== SELECTED EXTRACT

When a customer brings you a 4.27 carat, E color, VS1 clarity, Asscher cut diamond, it’s tough not to be intimidated and awed. The client, one of my best customers, also had very specific requirements for the platinum bridal set that would house the stone.
The engagement ring and wedding band had to be comfortable, fit flush together, and show off the quality and shape of the stone. For the engagement ring, he wanted a simple yet unique mounting that would showcase the stone as best as possible. So I set off to do just that.
I quickly decided that side stones were needed to balance the ring. I added two 25-point stones to each side, which I planned to have custom-cut to exactly match the proportions of the center stone. Six identical stones would be cut for the wedding band.
I then focused on designing a fishtail-style mounting that would hold the side stones but accentuate the fact that they are Asschers, with cropped and rounded corners, not princess cuts, which have pointed corners. This caused a design problem: At 4.27 carats, the large center stone dictated that any standard prong arrangement would not allow the straight wedding band to sit flush against the ring. My solution was to opt instead for a bar-style setting for the center stone, which eliminated the need for protruding prongs and emphasized the shape of the Asscher cut, while allowing the band to snuggle up against it.
I presented a number of renderings to the client and got immediate approval.
In an attempt to have the cleanest possible mountings, I first prepared both CAD files to be milled in two parts. That didn’t work well because we couldn’t get perfect alignment between the parts; the slightest shrinkage threw it off. Instead, I cast each ring as one piece and spent extra time cleaning up the castings so they were pristine.
I spent about eight hours pre-polishing each mounting using five steps of microfiber sandpaper, tungsten burnishers, and two different rubberized abrasives. I then polished the rings thoroughly with soft brushes using Greystar and Picassa Blue polishing compounds.

====
== INFORMATION GIVEN

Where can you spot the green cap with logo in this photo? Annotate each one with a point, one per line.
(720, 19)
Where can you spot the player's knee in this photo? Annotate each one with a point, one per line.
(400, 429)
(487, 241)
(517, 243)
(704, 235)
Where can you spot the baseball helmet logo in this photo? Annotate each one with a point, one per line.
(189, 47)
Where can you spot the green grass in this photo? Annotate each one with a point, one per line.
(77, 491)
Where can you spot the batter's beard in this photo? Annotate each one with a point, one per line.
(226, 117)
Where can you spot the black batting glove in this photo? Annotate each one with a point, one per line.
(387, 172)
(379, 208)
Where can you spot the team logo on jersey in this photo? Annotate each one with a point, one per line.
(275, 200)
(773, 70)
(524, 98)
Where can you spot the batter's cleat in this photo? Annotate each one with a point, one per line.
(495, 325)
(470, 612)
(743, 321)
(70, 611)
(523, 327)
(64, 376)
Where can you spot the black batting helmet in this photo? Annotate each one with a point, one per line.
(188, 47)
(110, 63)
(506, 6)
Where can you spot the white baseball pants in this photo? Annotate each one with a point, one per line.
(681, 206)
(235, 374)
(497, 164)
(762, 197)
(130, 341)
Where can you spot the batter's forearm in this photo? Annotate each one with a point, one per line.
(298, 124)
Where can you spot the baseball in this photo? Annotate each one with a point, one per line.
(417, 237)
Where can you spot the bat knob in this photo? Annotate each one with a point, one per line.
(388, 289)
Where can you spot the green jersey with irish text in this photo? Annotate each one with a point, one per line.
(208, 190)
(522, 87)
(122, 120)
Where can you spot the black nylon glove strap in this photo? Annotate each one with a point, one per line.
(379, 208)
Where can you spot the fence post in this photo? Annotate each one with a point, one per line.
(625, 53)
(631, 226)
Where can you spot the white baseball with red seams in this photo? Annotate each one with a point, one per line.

====

### REQUIRED WORK:
Can you pick up the account of making the Asscher diamond bridal set and continue it from the point where it stops?

### FINAL ANSWER:
I started cutting the seats for the 25-pointers using a 0.003 ball bur moving in a sideways fashion. For this method, I bring the bur in at a 90? angle to the direction of the prong, cutting a trench-like seat for the girdle to sit in. This creates a dovetail effect, preventing the stones from twisting when tightened. This is a good trick to use when setting stones that require a precise orientation in a ring, such as these Asschers.
With all the seats cut, I proceeded to polish them using five different coarsenesses of points followed by brushes.
I set all of the small diamonds using a polished pair of pliers to simply push the prongs over each one. I then tightened the stones using a Gravermax.
I finished the band by flat lapping and polishing with Picassa blue, then moved on to setting the center stone.
Using a 0.03 mm ball bur, I cut the seat for the center stone the same way I cut the seats for the side stones. With the center stone seated, I used my GraverMax to burnish the bars over the stone — always a nerve-wracking task when working with an irreplaceable diamond.
I polished the entire ring again using a split lap and brushes.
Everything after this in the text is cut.